Читать книгу Идолы театра. Долгое прощание - Евгения Бильченко - Страница 3
Глава 1
Рождение идолов
1.1. «Они всё знают»
ОглавлениеДолгое прощание с миром западного капитализма – процесс, растянувшийся на десятилетия. Нарастание кризисных процессов в экономике, политике и культуре глобального цифрового мультикультурного мира наблюдается с 1990-х годов, когда начали говорить об исчерпании ресурсов постмодерна и начале новой эры глобализации, завершившейся кровавыми гибридными войнами. Всё это время глобальный мир существовал и воспроизводился не только за счет ядерного оружия, свободного рынка и секретных биолабораторий, но и за счет колоссальной пропаганды, за счёт блистательной идеологической машины, которая была гораздо изощреннее и хитрее советской и всех иных форм традиционной пропаганды, потому что она, по сути, ничего не запрещала. Сегодня западная идеология находится в непосредственной военной опасности, поэтому она максимально сконцентрировала все свои силы для удара.

## [ЦЕЛЬ ЗАДАНИЯ]
Продолжите приведённый выше текст о долгом прощании с миром западного капитализма, начав сразу после его последнего предложения.

## [МАТЕРИАЛ]
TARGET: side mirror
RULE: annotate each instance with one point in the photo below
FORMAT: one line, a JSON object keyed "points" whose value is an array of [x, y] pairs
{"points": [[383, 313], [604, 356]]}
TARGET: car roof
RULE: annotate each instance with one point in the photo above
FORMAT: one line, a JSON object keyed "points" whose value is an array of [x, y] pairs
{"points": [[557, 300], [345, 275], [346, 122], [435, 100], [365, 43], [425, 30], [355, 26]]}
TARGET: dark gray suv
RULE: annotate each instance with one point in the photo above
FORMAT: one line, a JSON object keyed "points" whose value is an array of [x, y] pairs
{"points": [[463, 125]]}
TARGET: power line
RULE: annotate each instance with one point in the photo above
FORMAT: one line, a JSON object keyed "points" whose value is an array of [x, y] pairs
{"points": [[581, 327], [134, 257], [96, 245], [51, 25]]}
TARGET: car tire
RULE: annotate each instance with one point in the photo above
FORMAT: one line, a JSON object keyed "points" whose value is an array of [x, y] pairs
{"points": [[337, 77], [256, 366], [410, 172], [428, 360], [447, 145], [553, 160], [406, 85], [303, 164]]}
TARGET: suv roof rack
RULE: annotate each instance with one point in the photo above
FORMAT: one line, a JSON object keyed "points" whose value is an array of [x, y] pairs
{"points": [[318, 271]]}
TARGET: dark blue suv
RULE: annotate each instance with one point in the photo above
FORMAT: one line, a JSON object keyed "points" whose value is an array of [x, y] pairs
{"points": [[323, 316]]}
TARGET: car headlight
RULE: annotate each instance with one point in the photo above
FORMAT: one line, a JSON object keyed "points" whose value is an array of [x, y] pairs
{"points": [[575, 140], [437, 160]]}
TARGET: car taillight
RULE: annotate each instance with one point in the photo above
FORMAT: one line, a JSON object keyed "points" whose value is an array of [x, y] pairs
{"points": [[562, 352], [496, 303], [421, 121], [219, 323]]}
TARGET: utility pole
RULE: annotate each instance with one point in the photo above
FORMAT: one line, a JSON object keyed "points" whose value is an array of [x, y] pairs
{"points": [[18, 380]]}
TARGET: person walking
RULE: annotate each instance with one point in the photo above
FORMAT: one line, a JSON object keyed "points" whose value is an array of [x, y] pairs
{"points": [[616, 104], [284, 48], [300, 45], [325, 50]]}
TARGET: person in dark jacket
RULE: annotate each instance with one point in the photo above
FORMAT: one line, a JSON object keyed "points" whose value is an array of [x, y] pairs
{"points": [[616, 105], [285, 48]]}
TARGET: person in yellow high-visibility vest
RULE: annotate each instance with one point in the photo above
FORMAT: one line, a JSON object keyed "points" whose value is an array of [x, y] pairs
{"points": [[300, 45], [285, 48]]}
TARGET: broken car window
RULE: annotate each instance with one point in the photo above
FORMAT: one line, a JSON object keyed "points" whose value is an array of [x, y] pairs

## [ОТВЕТ НА УПРАЖНЕНИЕ]
Отсутствие запрета – главный козырь западной информационной войны означающих, которые фиксируют не ложь, но определённым образом символически преломленную правду. Именно правда, которую знают все и ничего с этим не делают, превращает современное сознание в формулу чудовищного компромисса с абсолютными формами социального зла – с нацизмом и фашизмом. Нельзя сказать, что мы не знаем, что происходит в обстреливаемых вооруженными формированиями, курируемыми ручными режимами западных элит, регионах и странах, в пыточных эстремистов двадцать первого века. Мы всё знаем, но ведем себя так, словно это осуществляется не с нами, а где-то «там», в пространстве без-местности – атопии.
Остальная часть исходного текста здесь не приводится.